:: PASSAGE PROVIDED ::

Case ID: ohio-app-3d_106/html/0806-01.html
Source: Caselaw Access Project
Author: {"author": "James M. Porter, Judge.", "license": "Public Domain", "url": "https://static.case.law/"}
Date Created: 2024-08-24T03:29:51.129683

MUELLER, Appellant, v. TAYLOR RENTAL CENTER et al.; Insurance Company of the State of Pennsylvania, Appellee.
    [Cite as Mueller v. Taylor Rental Ctr. (1995), 106 Ohio App.3d 806.]
    Court of Appeals of Ohio, Eighth District, Cuyahoga County.
    No. 68031.
    Decided Oct. 16, 1995.
    
      
      Morganstem, MacAdams & DeVito Co., L.P.A., and Christopher M. DeVito, for appellant.
    
      Janik & Dunn and Steven G. Janik, for appellee.
    
      Gallagher, Sharp, Fulton & Norman and Joseph W. Pappalardo, for Taylor Rental Center.
   James M. Porter, Judge.

Plaintiff-appellant Joseph Mueller appeals from a summary judgment entered by the trial court in favor of defendant-appellee Insurance Company of the State of Pennsylvania (“ISOP”) on a supplemental petition under R.C. 3929.06. The court held that the plaintiff failed to give notice of its claim under a claims-made liability policy during the period that the policy was in effect. The plaintiff contends that plaintiff gave timely notice. For the reasons hereinafter stated we affirm.

This case arose from injuries suffered by plaintiff on April 27, 1989 from the use of a defective rototiller which he had rented that day from defendant, Taylor Rental Center. The rototiller was originally manufactured by Oregon Manufacturing Company, Inc., the assets of which were purchased by defendant, Merry Tiller, Inc., on or about May 23, 1989. By letter dated October 31, 1989, Merry Tiller was formally placed on notice of the accident and claim by Taylor’s carrier. On March 27, 1991, plaintiff commenced a lawsuit against Merry Tiller and effected service thereon on December 12, 1991. Plaintiff obtained a default judgment against Merry Tiller on May 13,1992 in the sum of $375,000.

On October 5,1992, plaintiff filed a supplemental petition against Merry Tiller’s insurance company, ISOP, under R.C. 3929.06, which allows the judgment creditor to proceed directly against the defendant’s carrier to satisfy the judgment. ISOP appeared and answered. It then filed a summary judgment motion claiming that, because its insurance policy with Merry Tiller was a “claims made” policy, it was not liable for the default judgment obtained by plaintiff since the claim was not first made during the policy period. Plaintiff filed a cross-motion for summary judgment contending that he had given timely notice under the policy.

:::

## EXERCISES TO COMPLETE
a. Answer these questions about the Mueller v. Taylor Rental Center opinion:
(i) Under what kind of liability policy did the trial court hold that the plaintiff failed to give notice during the policy period?
(ii) On what date was the plaintiff injured by the rototiller?
(iii) On what date did the plaintiff file the supplemental petition against ISOP?
b. Go on with the Mueller v. Taylor Rental Center opinion, starting after its final sentence.

:: GIVEN DATA ::

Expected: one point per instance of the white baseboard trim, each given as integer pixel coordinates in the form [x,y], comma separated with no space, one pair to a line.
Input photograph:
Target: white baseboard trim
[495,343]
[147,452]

:::
:: GIVEN DATA ::

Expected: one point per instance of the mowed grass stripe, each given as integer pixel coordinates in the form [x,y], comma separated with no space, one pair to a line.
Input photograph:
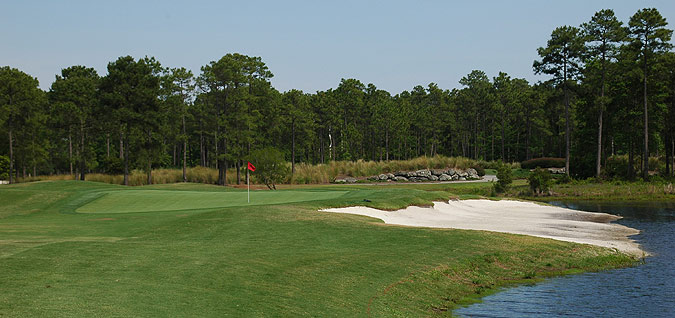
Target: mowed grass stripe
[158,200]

:::

## PER-TASK OUTPUTS
a.
(i) A claims-made liability policy
(ii) April 27, 1989
(iii) October 5, 1992

b.
The policy at issue was a Comprehensive General Liability Policy No. GLCM 590-48-59 RA, issued by ISOP on December 29, 1989 to Merry Tiller. The policy on its face is a “claims made” policy with a policy period from December 29, 1989 to December 29, 1990, but extended through April 2, 1991 to allow for late reporting. The coverage and insuring agreements provided as follows:

“COVERAGE A. BODILY INJURY AND PROPERTY DAMAGE LIABILITY
“1. Insuring Agreement.
“a. We will pay those sums that [Merry Tiller] becomes legally obligated to pay as damages because of ‘bodily injury* * * * to which this insurance applies * * * This insurance does not apply to ‘bodily injury* * * * which occurred before the Retroactive Date, if any, shown in the Declarations or which occurs after the policy period.
“b. This insurance applies to ‘bodily injury’ * * * only if a claim for damages because of the ‘bodily injury’ * * * is first made against any insured during the policy period.
“1. A claim by a person or organization seeking damages will be deemed to have been made when notice of such claim is received and recorded by any insured or by us, whichever comes first.”

Such claims were also subject to the policy’s retroactive date of December 29, 1988, that is, the occurrence, such as plaintiffs accident, which gave rise to a claim, must take place after December 29, 1988, in order for the claim arising out of that occurrence to be considered under the policy.

The motion and cross-motion for summary judgment came on for hearing on September 15, 1994. Following extensive argument and consideration of the briefs and exhibits, the court found in favor of ISOP and stated in pertinent part as follows:

“ * * * It seems to the court that without regard to prejudice there just plainly is no coverage because of the vagries [sic] of claims made law. * * * So I grant the motion for two reasons, one the claim was plainly reported to the insurance company well beyond the reporting period, and number two, the court finds there is also prejudice as a matter of fact, but in any event because it’s a claims made policy I don’t think we should confuse that with lack of reporting of an occurrence policy, * * * if we had an occurrence policy and there was late reporting, that’s a horse of a different color from a claims made policy, which is the reporting of which is necessary to trigger coverage, not the occurrence of which but the reporting of which, and I believe that is a fundamental reason supporting the decision of the court.”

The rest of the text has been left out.